Records from a point labeling set
......
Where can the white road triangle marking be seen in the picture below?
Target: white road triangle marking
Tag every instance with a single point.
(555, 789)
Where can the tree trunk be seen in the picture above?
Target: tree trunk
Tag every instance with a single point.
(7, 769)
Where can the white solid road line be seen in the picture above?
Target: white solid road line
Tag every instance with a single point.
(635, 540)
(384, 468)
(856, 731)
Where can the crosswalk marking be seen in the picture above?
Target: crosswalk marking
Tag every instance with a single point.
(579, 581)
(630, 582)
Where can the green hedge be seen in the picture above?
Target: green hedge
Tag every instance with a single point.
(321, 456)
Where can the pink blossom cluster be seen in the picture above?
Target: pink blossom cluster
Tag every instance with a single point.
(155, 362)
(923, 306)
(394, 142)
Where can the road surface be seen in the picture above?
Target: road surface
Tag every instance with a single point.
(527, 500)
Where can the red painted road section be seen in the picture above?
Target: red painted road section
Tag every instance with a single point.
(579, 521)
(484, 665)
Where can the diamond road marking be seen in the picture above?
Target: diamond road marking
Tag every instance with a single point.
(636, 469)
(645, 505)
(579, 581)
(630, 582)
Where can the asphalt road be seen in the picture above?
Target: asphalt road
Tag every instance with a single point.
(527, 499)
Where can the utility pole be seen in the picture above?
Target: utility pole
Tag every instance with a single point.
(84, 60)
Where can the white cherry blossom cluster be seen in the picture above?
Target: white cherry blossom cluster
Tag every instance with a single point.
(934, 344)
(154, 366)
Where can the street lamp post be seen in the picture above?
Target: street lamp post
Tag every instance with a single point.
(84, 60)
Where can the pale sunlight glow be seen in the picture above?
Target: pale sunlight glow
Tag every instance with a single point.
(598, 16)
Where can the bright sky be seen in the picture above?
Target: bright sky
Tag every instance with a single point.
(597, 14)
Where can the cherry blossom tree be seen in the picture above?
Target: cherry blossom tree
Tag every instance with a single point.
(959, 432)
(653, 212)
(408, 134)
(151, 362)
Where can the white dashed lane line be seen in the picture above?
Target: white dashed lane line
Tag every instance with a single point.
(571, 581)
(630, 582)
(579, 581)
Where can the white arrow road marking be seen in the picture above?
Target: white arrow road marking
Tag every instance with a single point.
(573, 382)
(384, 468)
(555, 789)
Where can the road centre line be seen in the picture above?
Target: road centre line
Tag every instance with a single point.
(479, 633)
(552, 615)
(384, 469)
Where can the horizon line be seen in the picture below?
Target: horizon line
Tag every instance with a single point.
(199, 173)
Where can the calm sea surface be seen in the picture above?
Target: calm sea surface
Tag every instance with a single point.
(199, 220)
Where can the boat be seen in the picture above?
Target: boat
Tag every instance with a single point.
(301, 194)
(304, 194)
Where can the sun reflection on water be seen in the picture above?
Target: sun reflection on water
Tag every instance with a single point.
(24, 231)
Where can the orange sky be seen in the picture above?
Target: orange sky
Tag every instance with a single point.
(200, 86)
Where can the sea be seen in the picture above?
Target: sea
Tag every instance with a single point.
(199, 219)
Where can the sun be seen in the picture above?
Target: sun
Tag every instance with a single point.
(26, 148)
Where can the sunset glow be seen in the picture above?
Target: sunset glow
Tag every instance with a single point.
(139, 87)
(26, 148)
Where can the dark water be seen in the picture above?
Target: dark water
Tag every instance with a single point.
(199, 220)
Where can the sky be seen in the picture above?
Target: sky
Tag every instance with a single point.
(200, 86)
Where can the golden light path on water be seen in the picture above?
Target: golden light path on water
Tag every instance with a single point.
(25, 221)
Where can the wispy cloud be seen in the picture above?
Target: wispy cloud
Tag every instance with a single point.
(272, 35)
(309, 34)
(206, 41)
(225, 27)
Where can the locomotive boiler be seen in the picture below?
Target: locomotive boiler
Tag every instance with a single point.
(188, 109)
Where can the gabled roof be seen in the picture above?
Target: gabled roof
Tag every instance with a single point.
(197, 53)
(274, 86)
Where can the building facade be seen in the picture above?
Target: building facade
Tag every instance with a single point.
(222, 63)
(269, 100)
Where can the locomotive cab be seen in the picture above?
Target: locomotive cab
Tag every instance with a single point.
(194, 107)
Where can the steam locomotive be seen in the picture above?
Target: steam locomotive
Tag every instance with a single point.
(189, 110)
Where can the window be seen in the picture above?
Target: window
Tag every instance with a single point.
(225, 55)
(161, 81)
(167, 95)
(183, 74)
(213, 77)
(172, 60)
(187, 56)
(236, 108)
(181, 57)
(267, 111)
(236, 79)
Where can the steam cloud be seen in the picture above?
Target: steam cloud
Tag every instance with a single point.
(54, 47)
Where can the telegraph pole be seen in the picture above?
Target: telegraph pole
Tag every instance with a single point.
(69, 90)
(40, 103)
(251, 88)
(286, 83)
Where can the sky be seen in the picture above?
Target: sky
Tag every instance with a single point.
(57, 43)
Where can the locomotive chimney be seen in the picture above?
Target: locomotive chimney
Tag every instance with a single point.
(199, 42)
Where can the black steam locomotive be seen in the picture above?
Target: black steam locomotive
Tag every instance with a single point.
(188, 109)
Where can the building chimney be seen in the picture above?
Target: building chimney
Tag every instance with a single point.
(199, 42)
......
#### PROBLEM DETAILS:
Without omitting anything, output the entries exactly.

#### SOLUTION FOR THIS PROBLEM:
Where can the white road triangle marking be seen in the picture below?
Target: white road triangle marking
Tag every instance with a single point.
(555, 789)
Where can the tree trunk be seen in the picture above?
Target: tree trunk
Tag every instance with a single point.
(7, 769)
Where can the white solid road line be seen in the picture above?
Target: white solid road line
Tag every instance with a single point.
(635, 540)
(384, 468)
(856, 731)
Where can the crosswalk marking be seen in the picture above?
Target: crosswalk marking
Tag every instance with a single point.
(579, 581)
(630, 582)
Where can the green hedge be seen in the picture above?
Target: green hedge
Tag every instance with a single point.
(321, 456)
Where can the pink blossom cluster be seen in the picture above?
Target: pink blossom cluster
Tag every instance with a single point.
(155, 362)
(923, 306)
(394, 142)
Where can the road surface be seen in the picture above?
Target: road surface
Tag every instance with a single point.
(527, 500)
Where can the red painted road section be seen in the picture above?
Target: red painted road section
Tag every instance with a single point.
(579, 521)
(484, 665)
Where can the diamond road marking be seen in the picture above?
Target: diamond road marking
Tag every instance with a single point.
(636, 469)
(645, 505)
(579, 581)
(630, 582)
Where can the asphalt road be seen in the picture above?
Target: asphalt road
Tag every instance with a single point.
(527, 499)
Where can the utility pole be seen in the picture above?
Target: utility pole
Tag every instance with a single point.
(84, 60)
Where can the white cherry blossom cluster be seen in the picture above?
Target: white cherry blossom cluster
Tag every instance with a single point.
(934, 344)
(154, 366)
Where can the street lamp post be seen in the picture above?
Target: street lamp post
Tag every instance with a single point.
(84, 60)
Where can the pale sunlight glow be seen in the picture above?
Target: pale sunlight glow
Tag every instance with a single point.
(598, 16)
Where can the bright sky be seen in the picture above?
Target: bright sky
Tag every instance with a single point.
(597, 14)
Where can the cherry blossom tree be seen in the picture above?
Target: cherry blossom tree
Tag every instance with a single point.
(959, 432)
(653, 212)
(408, 134)
(151, 362)
Where can the white dashed lane line be seen in the picture above?
Target: white dashed lane line
Tag every instance with a single point.
(571, 581)
(630, 582)
(579, 581)
Where can the white arrow road marking be seen in the picture above?
Target: white arrow road marking
Tag every instance with a single point.
(573, 382)
(384, 468)
(555, 789)
Where can the road centre line be seen in the picture above?
Target: road centre line
Tag every instance with a single point.
(479, 633)
(552, 615)
(384, 469)
Where can the horizon line be seen in the picture below?
Target: horizon line
Tag every instance with a single point.
(199, 173)
Where can the calm sea surface be seen in the picture above?
Target: calm sea surface
Tag every instance with a single point.
(199, 220)
Where can the boat be seen in the picture above?
Target: boat
Tag every instance with a single point.
(301, 194)
(304, 194)
Where can the sun reflection on water be seen in the picture above?
Target: sun reflection on water
Tag every instance with a single point.
(24, 231)
Where can the orange sky be seen in the picture above?
Target: orange sky
Tag every instance with a single point.
(200, 86)
Where can the sea be seen in the picture above?
Target: sea
Tag every instance with a single point.
(199, 219)
Where can the sun be seen in the picture above?
Target: sun
Tag every instance with a single point.
(26, 148)
Where can the sunset glow be seen in the picture above?
Target: sunset glow
Tag every instance with a single point.
(139, 87)
(26, 148)
Where can the dark water be seen in the picture above?
Target: dark water
Tag every instance with a single point.
(199, 220)
Where can the sky be seen in the picture above?
Target: sky
Tag every instance with a single point.
(200, 86)
Where can the golden light path on water be seen in the picture above?
Target: golden light path on water
Tag every instance with a single point.
(25, 221)
Where can the wispy cloud be seen in the picture above?
Target: wispy cloud
Tag every instance with a single point.
(272, 35)
(309, 34)
(206, 41)
(225, 27)
Where can the locomotive boiler be seen in the picture below?
Target: locomotive boiler
Tag every instance with a single point.
(188, 109)
Where can the gabled roof be seen in the picture above?
Target: gabled roof
Tag every instance with a single point.
(197, 53)
(274, 86)
Where can the building facade be seen in the picture above?
Target: building facade
Tag every instance with a single point.
(222, 63)
(269, 100)
Where can the locomotive cab be seen in the picture above?
Target: locomotive cab
Tag every instance with a single point.
(194, 107)
Where can the steam locomotive be seen in the picture above?
Target: steam locomotive
Tag every instance with a single point.
(189, 110)
Where can the window be seen in the picture above?
Target: window
Tag every instance with a single point.
(225, 55)
(161, 81)
(167, 95)
(183, 74)
(213, 77)
(172, 60)
(187, 56)
(236, 108)
(181, 57)
(267, 111)
(236, 79)
Where can the steam cloud be seen in the picture above?
Target: steam cloud
Tag every instance with a single point.
(54, 47)
Where can the telegraph pole be seen in the picture above?
Target: telegraph pole
Tag every instance with a single point.
(69, 90)
(40, 103)
(251, 88)
(286, 83)
Where can the sky be seen in the picture above?
Target: sky
Tag every instance with a single point.
(57, 43)
Where can the locomotive chimney be seen in the picture above?
Target: locomotive chimney
Tag every instance with a single point.
(199, 42)
Where can the black steam locomotive be seen in the picture above?
Target: black steam locomotive
Tag every instance with a single point.
(188, 109)
Where can the building chimney be seen in the picture above?
Target: building chimney
Tag every instance with a single point.
(199, 42)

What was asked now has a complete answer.